● Work required
Which lines in the records contain the word "photo"? Pull out each such line in full, and count only matches in the same case.

● The records
....................

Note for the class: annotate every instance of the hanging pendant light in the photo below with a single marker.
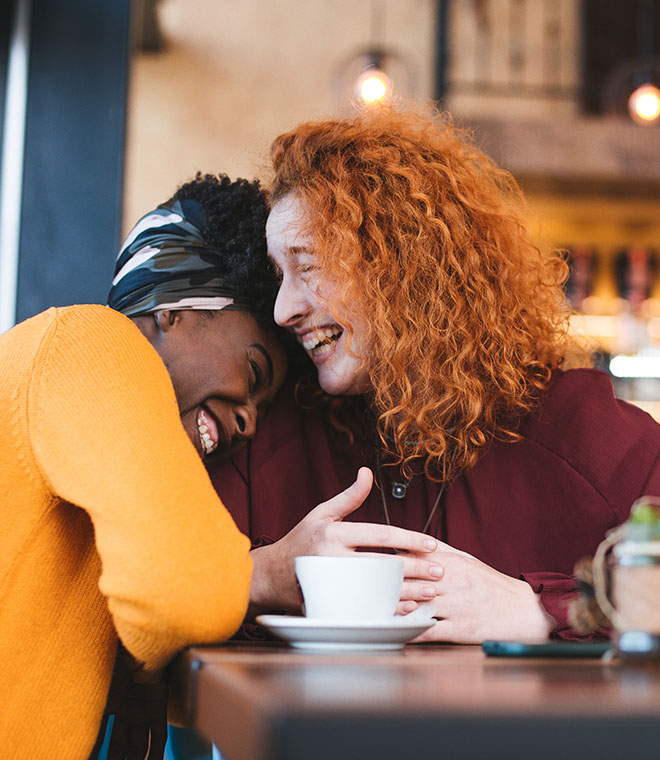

....................

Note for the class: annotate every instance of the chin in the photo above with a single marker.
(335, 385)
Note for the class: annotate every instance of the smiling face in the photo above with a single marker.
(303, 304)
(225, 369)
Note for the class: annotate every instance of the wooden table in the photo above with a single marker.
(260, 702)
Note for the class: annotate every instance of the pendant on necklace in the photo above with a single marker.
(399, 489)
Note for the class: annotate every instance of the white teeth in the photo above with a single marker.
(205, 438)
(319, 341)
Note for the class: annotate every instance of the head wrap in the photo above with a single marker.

....................

● Solution below
Note for the class: annotate every instance of the hanging pendant light in the photo below with a single marker.
Note for the class: annotate every instance of the chin in the photo above with a single marker.
Note for the class: annotate every instance of the smiling face in the photo above with a single marker.
Note for the class: annotate every instance of the wooden table in the photo above with a single marker.
Note for the class: annotate every instance of the pendant on necklace in the photo above with a single marker.
Note for the class: annotate every instance of the white teeth in the photo above with a single marker.
Note for the class: annotate every instance of the head wrap in the photo above with a single marker.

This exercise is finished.